▶ Descrição da tarefa
Transcreva fielmente todas as entradas abaixo, linha por linha, sem qualquer alteração.

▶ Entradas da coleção
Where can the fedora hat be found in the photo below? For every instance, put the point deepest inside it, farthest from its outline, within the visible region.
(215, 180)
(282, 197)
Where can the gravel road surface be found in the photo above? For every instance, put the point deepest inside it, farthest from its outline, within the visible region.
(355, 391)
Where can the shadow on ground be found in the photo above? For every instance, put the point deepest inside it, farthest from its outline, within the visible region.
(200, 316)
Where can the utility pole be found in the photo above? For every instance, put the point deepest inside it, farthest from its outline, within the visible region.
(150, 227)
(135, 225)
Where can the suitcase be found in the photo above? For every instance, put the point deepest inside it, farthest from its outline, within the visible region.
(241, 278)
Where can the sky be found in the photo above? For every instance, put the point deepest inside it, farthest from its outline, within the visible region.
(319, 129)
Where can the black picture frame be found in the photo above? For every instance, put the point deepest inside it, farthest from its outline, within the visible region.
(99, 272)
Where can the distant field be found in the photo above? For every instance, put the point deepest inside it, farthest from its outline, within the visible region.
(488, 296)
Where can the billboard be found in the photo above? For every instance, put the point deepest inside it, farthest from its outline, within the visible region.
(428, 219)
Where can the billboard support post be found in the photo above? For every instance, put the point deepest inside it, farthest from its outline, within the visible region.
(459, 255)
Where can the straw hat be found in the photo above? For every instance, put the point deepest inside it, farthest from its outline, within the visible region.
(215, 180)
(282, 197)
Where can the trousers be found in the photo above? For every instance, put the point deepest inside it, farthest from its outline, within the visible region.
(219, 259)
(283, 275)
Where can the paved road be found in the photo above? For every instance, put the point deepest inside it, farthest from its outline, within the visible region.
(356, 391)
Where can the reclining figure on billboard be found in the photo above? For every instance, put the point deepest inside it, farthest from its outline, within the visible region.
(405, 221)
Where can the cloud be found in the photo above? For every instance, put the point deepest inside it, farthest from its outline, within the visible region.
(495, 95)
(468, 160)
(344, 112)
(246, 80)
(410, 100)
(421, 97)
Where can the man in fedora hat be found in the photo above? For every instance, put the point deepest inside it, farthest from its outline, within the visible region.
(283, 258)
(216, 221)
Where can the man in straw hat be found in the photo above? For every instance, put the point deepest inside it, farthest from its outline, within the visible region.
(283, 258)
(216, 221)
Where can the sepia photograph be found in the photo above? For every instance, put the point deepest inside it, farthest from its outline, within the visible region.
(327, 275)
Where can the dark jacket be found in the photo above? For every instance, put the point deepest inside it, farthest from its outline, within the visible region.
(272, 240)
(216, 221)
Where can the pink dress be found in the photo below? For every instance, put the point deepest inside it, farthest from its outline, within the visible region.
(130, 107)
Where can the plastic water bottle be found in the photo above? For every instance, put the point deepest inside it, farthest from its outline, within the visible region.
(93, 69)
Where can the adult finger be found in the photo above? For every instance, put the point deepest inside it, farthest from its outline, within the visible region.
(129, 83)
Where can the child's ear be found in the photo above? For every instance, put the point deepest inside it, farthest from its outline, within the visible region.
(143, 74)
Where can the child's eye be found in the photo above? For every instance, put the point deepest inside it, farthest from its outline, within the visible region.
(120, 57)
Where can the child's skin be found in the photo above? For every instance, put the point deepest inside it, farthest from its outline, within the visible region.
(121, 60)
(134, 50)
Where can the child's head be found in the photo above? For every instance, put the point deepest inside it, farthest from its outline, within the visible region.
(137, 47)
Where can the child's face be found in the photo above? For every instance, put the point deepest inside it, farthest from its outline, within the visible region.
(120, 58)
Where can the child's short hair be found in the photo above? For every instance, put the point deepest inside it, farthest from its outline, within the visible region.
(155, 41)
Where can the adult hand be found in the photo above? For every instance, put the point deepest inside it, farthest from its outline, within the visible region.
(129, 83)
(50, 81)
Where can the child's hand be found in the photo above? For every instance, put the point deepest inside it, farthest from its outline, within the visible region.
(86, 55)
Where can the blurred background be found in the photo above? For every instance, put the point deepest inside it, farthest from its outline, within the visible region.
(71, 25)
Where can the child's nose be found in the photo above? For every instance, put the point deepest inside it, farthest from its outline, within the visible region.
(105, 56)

▶ Resolução do exercício
Where can the fedora hat be found in the photo below? For every instance, put the point deepest inside it, farthest from its outline, within the visible region.
(215, 180)
(282, 197)
Where can the gravel road surface be found in the photo above? For every instance, put the point deepest inside it, farthest from its outline, within the visible region.
(355, 391)
Where can the shadow on ground be found in the photo above? For every instance, put the point deepest inside it, farthest from its outline, within the visible region.
(200, 316)
Where can the utility pole be found in the photo above? For every instance, put the point deepest inside it, farthest from its outline, within the visible region.
(150, 227)
(135, 225)
Where can the suitcase be found in the photo above? For every instance, put the point deepest inside it, farthest from its outline, within the visible region.
(241, 278)
Where can the sky be found in the photo above? For every instance, put the point deepest inside it, farthest from its outline, within the visible region.
(319, 129)
Where can the black picture frame be found in the photo above? For every instance, put the point deepest inside it, farthest from its outline, within the visible region.
(99, 272)
Where can the distant field be found in the photo above? For every instance, put the point deepest inside it, farthest from its outline, within the visible region.
(488, 296)
Where can the billboard be found in the photo above? For every instance, put the point deepest inside it, farthest from its outline, within the visible region.
(428, 219)
Where can the billboard support post be found in the photo above? For every instance, put the point deepest inside it, farthest from its outline, within the visible region.
(459, 255)
Where can the straw hat be found in the photo above? For every instance, put the point deepest inside it, farthest from its outline, within the visible region.
(215, 180)
(282, 197)
Where can the trousers be found in the photo above? For every instance, put the point deepest inside it, farthest from its outline, within the visible region.
(219, 259)
(283, 275)
Where can the paved road be found in the photo above? For every instance, put the point deepest inside it, farthest from its outline, within the visible region.
(356, 391)
Where can the reclining figure on billboard be found in the photo above? For every instance, put the point deepest inside it, farthest from its outline, within the visible region.
(405, 221)
Where can the cloud be found in the photo above? For every instance, put the point deepest inside it, farthest from its outline, within the visible region.
(495, 95)
(468, 160)
(344, 112)
(246, 80)
(410, 100)
(421, 97)
Where can the man in fedora hat be found in the photo above? For every instance, put the point deepest inside it, farthest from its outline, within the visible region.
(283, 258)
(216, 221)
Where can the man in straw hat be found in the photo above? For every instance, put the point deepest inside it, farthest from its outline, within the visible region.
(283, 258)
(216, 221)
Where can the sepia photograph be found in the photo above? For every instance, put the point deepest inside it, farthest from its outline, within the visible region.
(327, 275)
Where can the dark jacket be found in the photo above? For every instance, put the point deepest inside it, farthest from its outline, within the visible region.
(272, 240)
(216, 221)
Where can the pink dress be found in the photo below? For every instance, put the point deepest inside it, farthest from its outline, within the visible region.
(130, 107)
Where can the plastic water bottle be found in the photo above? For every instance, put the point deepest inside it, farthest from its outline, within the visible region.
(93, 69)
Where can the adult finger be found in the photo above? For every instance, put the point deepest inside it, farthest from its outline, within the visible region.
(129, 83)
Where can the child's ear be found in the photo above? For every instance, put the point deepest inside it, farthest from its outline, within the visible region.
(143, 74)
Where can the child's eye be found in the photo above? For every instance, put the point deepest inside it, farthest from its outline, within the visible region.
(120, 57)
Where can the child's skin be found in the photo above? For every instance, put the point deepest inside it, farthest from its outline, within the visible region.
(121, 60)
(134, 50)
Where can the child's head be found in the photo above? For every instance, put the point deepest inside it, farthest from its outline, within the visible region.
(137, 47)
Where can the child's face be found in the photo above? For every instance, put the point deepest inside it, farthest from its outline, within the visible region.
(120, 58)
Where can the child's short hair be found in the photo above? For every instance, put the point deepest inside it, farthest from its outline, within the visible region.
(155, 41)
Where can the adult hand be found in the photo above? For every instance, put the point deepest inside it, farthest from its outline, within the visible region.
(129, 83)
(50, 81)
Where can the child's hand be found in the photo above? For every instance, put the point deepest inside it, farthest from its outline, within the visible region.
(86, 55)
Where can the blurred background be found in the photo above? For every instance, put the point deepest inside it, farthest from its outline, within the visible region.
(71, 25)
Where can the child's nose be found in the photo above? For every instance, put the point deepest inside it, farthest from its outline, within the visible region.
(105, 56)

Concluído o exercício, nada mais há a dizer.